>> START The data

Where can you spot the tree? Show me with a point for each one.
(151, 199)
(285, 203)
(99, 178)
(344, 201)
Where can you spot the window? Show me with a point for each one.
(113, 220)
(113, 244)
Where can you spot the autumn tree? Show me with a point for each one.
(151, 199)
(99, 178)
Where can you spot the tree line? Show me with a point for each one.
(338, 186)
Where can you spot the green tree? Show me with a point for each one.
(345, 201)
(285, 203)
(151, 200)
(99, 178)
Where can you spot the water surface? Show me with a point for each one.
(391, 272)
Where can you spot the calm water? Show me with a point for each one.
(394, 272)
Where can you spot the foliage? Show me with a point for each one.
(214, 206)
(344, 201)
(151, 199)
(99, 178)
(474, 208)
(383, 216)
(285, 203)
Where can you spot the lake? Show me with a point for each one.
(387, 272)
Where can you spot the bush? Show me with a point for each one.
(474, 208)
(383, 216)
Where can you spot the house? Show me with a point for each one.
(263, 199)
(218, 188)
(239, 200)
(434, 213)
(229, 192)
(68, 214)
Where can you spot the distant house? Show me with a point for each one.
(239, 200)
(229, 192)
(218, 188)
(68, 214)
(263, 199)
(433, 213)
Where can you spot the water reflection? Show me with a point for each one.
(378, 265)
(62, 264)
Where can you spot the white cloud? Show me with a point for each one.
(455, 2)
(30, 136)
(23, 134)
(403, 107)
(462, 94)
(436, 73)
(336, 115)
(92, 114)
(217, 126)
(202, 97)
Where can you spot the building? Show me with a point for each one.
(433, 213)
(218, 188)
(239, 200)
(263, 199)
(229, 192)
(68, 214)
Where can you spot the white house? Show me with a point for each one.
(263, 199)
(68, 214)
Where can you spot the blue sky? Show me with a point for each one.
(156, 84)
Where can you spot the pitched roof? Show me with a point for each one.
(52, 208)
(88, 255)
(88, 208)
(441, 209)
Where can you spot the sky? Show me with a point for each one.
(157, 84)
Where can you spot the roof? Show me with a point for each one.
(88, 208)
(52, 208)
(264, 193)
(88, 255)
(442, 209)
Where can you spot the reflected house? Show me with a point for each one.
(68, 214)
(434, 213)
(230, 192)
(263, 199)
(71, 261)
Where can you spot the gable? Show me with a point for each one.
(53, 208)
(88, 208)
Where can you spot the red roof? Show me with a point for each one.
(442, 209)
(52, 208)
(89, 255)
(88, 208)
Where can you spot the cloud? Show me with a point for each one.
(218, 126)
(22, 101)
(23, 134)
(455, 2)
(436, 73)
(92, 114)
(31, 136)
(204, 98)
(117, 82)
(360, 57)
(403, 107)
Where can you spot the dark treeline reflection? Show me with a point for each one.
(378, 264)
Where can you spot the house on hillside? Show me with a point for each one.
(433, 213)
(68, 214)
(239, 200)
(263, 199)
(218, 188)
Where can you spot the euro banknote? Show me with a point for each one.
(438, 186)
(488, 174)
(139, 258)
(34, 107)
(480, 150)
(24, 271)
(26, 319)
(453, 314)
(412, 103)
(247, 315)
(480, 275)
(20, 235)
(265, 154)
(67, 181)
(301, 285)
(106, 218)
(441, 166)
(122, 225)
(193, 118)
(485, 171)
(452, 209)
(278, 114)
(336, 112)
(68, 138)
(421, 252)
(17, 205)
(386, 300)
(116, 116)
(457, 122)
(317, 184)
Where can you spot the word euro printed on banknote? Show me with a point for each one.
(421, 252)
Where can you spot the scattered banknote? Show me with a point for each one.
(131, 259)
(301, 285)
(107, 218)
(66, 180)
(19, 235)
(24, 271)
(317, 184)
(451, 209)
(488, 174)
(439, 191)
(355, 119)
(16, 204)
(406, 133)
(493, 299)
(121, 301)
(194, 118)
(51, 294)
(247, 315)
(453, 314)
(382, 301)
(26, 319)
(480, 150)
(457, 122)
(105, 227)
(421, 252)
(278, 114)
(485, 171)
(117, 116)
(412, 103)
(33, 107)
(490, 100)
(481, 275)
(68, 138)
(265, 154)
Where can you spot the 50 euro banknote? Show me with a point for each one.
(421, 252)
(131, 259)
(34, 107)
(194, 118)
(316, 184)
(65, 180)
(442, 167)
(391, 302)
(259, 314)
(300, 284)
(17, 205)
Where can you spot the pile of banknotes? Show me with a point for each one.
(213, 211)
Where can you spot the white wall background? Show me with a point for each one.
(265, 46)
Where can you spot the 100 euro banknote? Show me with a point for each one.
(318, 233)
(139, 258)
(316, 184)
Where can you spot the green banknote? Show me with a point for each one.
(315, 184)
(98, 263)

>> END The data

The records above should all be quoted exactly, please.

Where can you spot the tree? Show me with a point for each one.
(151, 199)
(285, 203)
(99, 178)
(344, 201)
Where can you spot the window? Show me with a point for each one.
(113, 220)
(113, 244)
Where can you spot the autumn tree? Show me with a point for each one.
(151, 199)
(99, 178)
Where can you spot the tree line? Show me with a point for each one.
(338, 186)
Where can you spot the green tree? Show me with a point for each one.
(345, 201)
(285, 203)
(151, 200)
(99, 178)
Where can you spot the water surface? Show me with a point for each one.
(391, 272)
Where can you spot the calm water? Show me with a point for each one.
(394, 272)
Where can you spot the foliage? Show me with a point for each one.
(214, 206)
(344, 201)
(151, 199)
(99, 178)
(474, 208)
(383, 216)
(285, 203)
Where can you spot the lake? Show me with a point for each one.
(387, 272)
Where can you spot the bush? Show me with a point for each one.
(474, 208)
(383, 216)
Where can you spot the house? Show me with a point for each one.
(263, 199)
(218, 188)
(239, 200)
(434, 213)
(229, 192)
(68, 214)
Where can you spot the distant house? Show me with a point for each one.
(239, 200)
(229, 192)
(218, 188)
(68, 214)
(263, 199)
(433, 213)
Where can you spot the water reflection? Show me with a point for each one.
(378, 265)
(62, 264)
Where can you spot the white cloud? Show me with a point for each one.
(455, 2)
(30, 136)
(23, 134)
(403, 107)
(462, 94)
(436, 73)
(336, 115)
(92, 114)
(217, 126)
(202, 97)
Where can you spot the building? Show me with a point for each one.
(433, 213)
(218, 188)
(239, 200)
(263, 199)
(229, 192)
(68, 214)
Where can you spot the white house? Show me with a point for each one.
(263, 199)
(68, 214)
Where can you spot the blue sky? Show me with a point for each one.
(156, 84)
Where can you spot the pitched roof? Show me with a point for each one.
(52, 208)
(88, 255)
(88, 208)
(441, 209)
Where can you spot the sky? Show me with a point for each one.
(157, 84)
Where can you spot the roof? Show me with a point for each one.
(88, 208)
(52, 208)
(264, 193)
(88, 255)
(442, 209)
Where can you spot the reflected house? Show me with a point for each one.
(68, 214)
(434, 213)
(230, 192)
(263, 199)
(71, 261)
Where can you spot the gable? Show me with a point for each one.
(53, 208)
(88, 208)
Where can you spot the red roof? Show me with a point for each one.
(442, 209)
(52, 208)
(89, 255)
(88, 208)
Where can you spot the cloud? Show me with a point for each one.
(218, 126)
(22, 101)
(23, 134)
(455, 2)
(436, 73)
(92, 114)
(31, 136)
(204, 98)
(117, 82)
(360, 57)
(403, 107)
Where can you spot the dark treeline reflection? Show me with a point for each one.
(378, 264)
Where can you spot the house on hillside? Show me with a point for each one.
(433, 213)
(68, 214)
(239, 200)
(263, 199)
(218, 188)
Where can you spot the euro banknote? Show me with a point for each one.
(438, 186)
(488, 174)
(139, 258)
(34, 107)
(480, 150)
(24, 271)
(26, 319)
(453, 314)
(412, 103)
(247, 315)
(480, 275)
(20, 235)
(265, 154)
(67, 181)
(301, 285)
(106, 218)
(441, 166)
(122, 225)
(193, 118)
(485, 171)
(452, 209)
(278, 114)
(336, 112)
(68, 138)
(421, 252)
(17, 205)
(386, 300)
(116, 116)
(457, 122)
(317, 184)
Where can you spot the word euro printed on banknote? Show me with a point for each one.
(421, 252)
Where can you spot the scattered banknote? Show me with a point for each one.
(131, 259)
(301, 285)
(107, 218)
(66, 180)
(19, 235)
(24, 271)
(317, 184)
(451, 209)
(488, 174)
(439, 191)
(355, 119)
(16, 204)
(406, 133)
(493, 299)
(121, 301)
(194, 118)
(51, 294)
(247, 315)
(453, 314)
(382, 301)
(26, 319)
(480, 150)
(457, 122)
(105, 227)
(421, 252)
(278, 114)
(485, 171)
(117, 116)
(412, 103)
(33, 107)
(490, 100)
(481, 275)
(68, 138)
(265, 154)
Where can you spot the 50 euro banknote? Show me with a point for each one.
(421, 252)
(131, 259)
(34, 107)
(194, 118)
(316, 184)
(65, 180)
(442, 167)
(391, 302)
(259, 314)
(300, 284)
(17, 205)
Where can you spot the pile of banknotes? Show me with a point for each one.
(213, 211)
Where can you spot the white wall background? Show me with a point for each one.
(265, 46)
Where can you spot the 100 euro banknote? Show me with a point for each one.
(318, 233)
(139, 258)
(316, 184)
Where can you spot the green banknote? Show me with a point for each one.
(315, 184)
(98, 263)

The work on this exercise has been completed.